Top Risks Family Businesses Face Focus on Economy, Talent, and High Taxes, Study Shows
Recent Family Enterprise USA Report Reveals Multi-Generational Family Businesses Ranks High Income Taxes and Retaining Talent as Top Worries
Heat records may be getting broken this summer, but the top risks family businesses are sweating involve high income taxes, recruiting top talent, and sudden inflation damaging the economy, a recent study shows.
The study of America’s family businesses, by Family Enterprise USA, details the top business risks these businesses face for the remainder of 2022 and into 2023. Family Enterprise USA is a non-profit organization advocating on behalf of family businesses.
A looming recession, sparked by uncontrolled inflation, is the No. 1 risk, with 27% of family business owners and executives mentioning it as their top worry, the study found.
Availability of labor, with 22% mentioning it, ranked as the second biggest risk ahead, family business owners said. The survey also said 34% found the greatest impediment to business growth into 2023 was “recruiting and talent retention.”

+++

# OBJECTIVES
1. Reproduce the part of the family business article from "Top Risks Family Businesses Face" to "recent study shows." word for word.
2. Transcribe all of the data rows below verbatim, omitting the pictures.

Data records:
+++

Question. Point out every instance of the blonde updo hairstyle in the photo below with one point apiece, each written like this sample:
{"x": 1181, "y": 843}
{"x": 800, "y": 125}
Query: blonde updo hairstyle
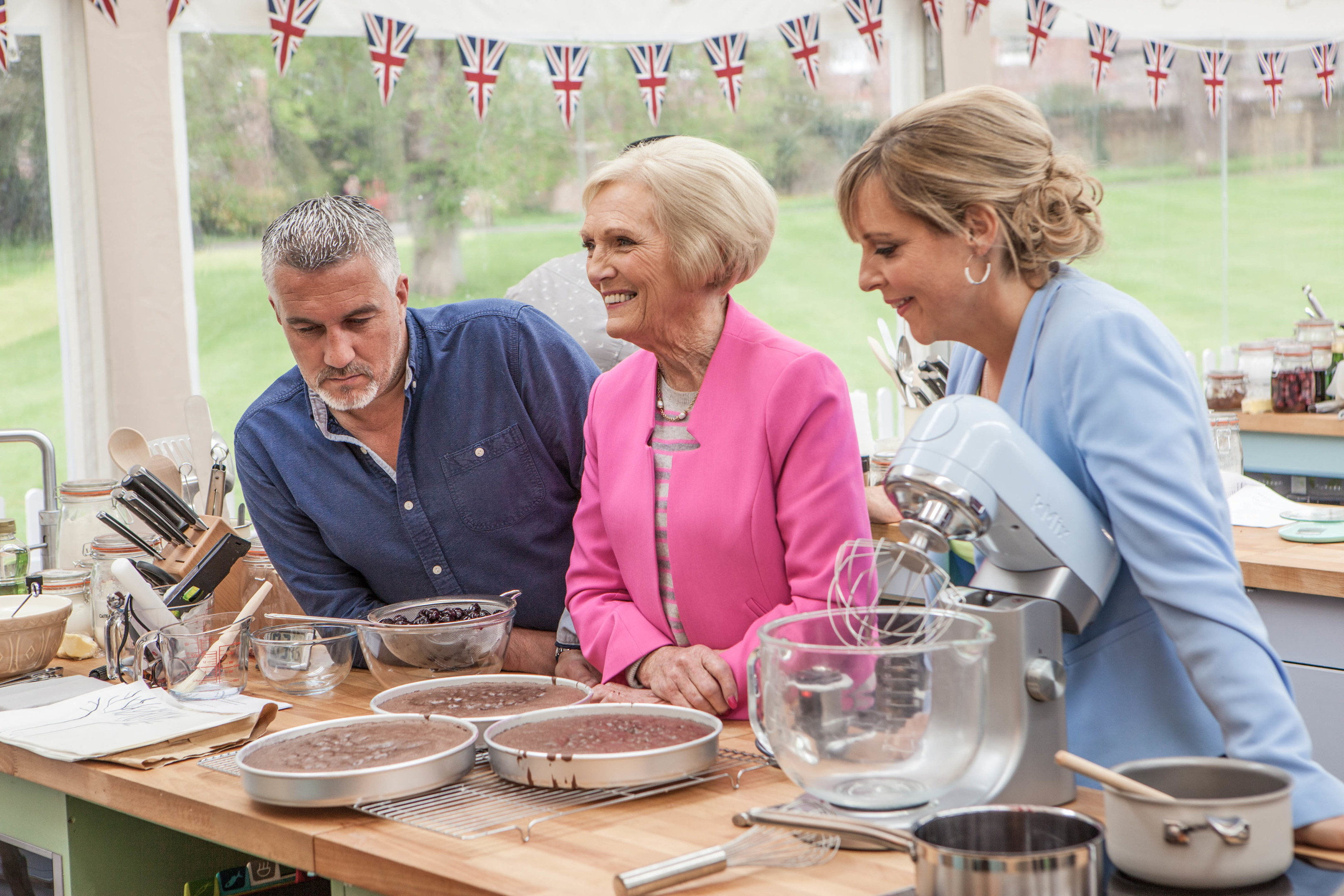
{"x": 983, "y": 147}
{"x": 713, "y": 205}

+++

# ANSWERS TO THE TASKS
1.
Top Risks Family Businesses Face Focus on Economy, Talent, and High Taxes, Study Shows
Recent Family Enterprise USA Report Reveals Multi-Generational Family Businesses Ranks High Income Taxes and Retaining Talent as Top Worries
Heat records may be getting broken this summer, but the top risks family businesses are sweating involve high income taxes, recruiting top talent, and sudden inflation damaging the economy, a recent study shows.

2.
Question. Point out every instance of the blonde updo hairstyle in the photo below with one point apiece, each written like this sample:
{"x": 1181, "y": 843}
{"x": 800, "y": 125}
Query: blonde updo hairstyle
{"x": 983, "y": 147}
{"x": 713, "y": 205}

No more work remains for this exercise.